====== DATA UNDER STUDY ======

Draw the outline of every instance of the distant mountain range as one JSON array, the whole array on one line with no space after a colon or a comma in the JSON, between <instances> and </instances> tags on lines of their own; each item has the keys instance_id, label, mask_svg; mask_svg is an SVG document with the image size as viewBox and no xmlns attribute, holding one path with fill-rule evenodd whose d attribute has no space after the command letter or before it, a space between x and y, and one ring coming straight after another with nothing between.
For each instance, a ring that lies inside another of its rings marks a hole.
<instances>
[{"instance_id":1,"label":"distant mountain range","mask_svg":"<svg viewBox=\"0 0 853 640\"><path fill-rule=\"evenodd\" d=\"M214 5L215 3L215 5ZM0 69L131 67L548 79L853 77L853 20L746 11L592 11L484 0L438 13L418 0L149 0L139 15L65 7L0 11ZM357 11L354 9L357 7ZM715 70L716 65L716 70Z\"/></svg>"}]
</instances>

======

Give the listing once more, unchanged in every line.

# FINISHED TASK
Draw the outline of every instance of the distant mountain range as one JSON array, the whole array on one line with no space after a colon or a comma in the JSON, between <instances> and </instances> tags on lines of their own; each item has the keys instance_id, label, mask_svg; mask_svg is an SVG document with the image size as viewBox and no xmlns attribute, holding one path with fill-rule evenodd whose d attribute has no space after the command letter or before it, a space between x and y, and one ring coming straight after another with nothing between.
For each instance, a ring that lies inside another of its rings marks a hole.
<instances>
[{"instance_id":1,"label":"distant mountain range","mask_svg":"<svg viewBox=\"0 0 853 640\"><path fill-rule=\"evenodd\" d=\"M214 5L215 3L215 5ZM0 69L131 67L548 79L853 77L853 20L746 11L592 11L484 0L438 13L418 0L149 0L139 15L65 7L0 11ZM357 11L354 9L357 7ZM715 70L716 65L716 70Z\"/></svg>"}]
</instances>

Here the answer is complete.